Article
* * *
How did we find new bands and new albums that we had never heard of before? In fact, how did we find out information about our favourite bands regarding new releases and tours etc.?

For me it was ‘Q’ Magazine, I was an avid reader in the days before the world wide web and bought many a new record from the number of ‘Q’s it would receive and the relatively small write up that print media would allow.

But, you know, I bought as many dogs as I did diamonds and, in my old 800 plus CD collection, there would have been at least 150 albums that never got past the initial first play stage. It was a very costly mistake in the days of £13 CDs and word of mouth tended to be a rarity in those times, don’t ask me why, so I never seemed to get recommendations from friends.

Ever since the internet arrived big time, and especially in the last three or four years, it has been a hell of a lot easier to dig out new music thanks to social media and get solid advice from fellow music lovers. I say this for all genres, not just the relatively insular world of progressive music that is my fix.

The advent of free streaming and youtube means that it should be virtually impossible to make a duff choice now. The actual negative to this is that there is now so much more music that appeals to you out there than you actually have time to listen to but, let’s be thankful for small mercies eh?
* * *
Dataset rows
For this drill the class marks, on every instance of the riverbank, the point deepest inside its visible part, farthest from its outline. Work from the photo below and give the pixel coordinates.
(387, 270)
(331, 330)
* * *
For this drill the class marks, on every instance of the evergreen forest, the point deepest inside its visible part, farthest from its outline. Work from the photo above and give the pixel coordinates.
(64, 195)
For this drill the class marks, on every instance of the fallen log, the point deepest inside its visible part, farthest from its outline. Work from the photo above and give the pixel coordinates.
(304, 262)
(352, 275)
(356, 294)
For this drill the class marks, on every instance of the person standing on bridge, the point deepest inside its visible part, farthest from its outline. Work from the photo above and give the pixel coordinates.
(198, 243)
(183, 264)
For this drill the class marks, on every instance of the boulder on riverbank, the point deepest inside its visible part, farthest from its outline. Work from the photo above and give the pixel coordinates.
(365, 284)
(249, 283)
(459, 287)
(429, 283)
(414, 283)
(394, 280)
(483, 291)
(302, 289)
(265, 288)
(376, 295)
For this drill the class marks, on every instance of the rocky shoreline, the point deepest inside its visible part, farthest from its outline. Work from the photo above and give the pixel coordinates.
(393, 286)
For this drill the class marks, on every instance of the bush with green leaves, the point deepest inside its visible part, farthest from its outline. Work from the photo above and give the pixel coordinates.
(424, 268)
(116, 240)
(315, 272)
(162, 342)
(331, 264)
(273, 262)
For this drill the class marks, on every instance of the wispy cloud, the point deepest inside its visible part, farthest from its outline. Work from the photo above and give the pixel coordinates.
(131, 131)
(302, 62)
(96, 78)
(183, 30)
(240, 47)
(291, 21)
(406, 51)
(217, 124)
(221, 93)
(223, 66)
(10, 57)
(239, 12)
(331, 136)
* * *
Exercise details
Answer these questions using the text on finding new music:
(a) Which magazine did the writer read for music news before the web?
(b) At least how many albums in the old CD collection never got past the first play?
(c) What does the text call the negative of free streaming and YouTube?

Result for this task
(a) 'Q' Magazine.
(b) At least 150.
(c) There is now much more appealing music out there than there is time to listen to.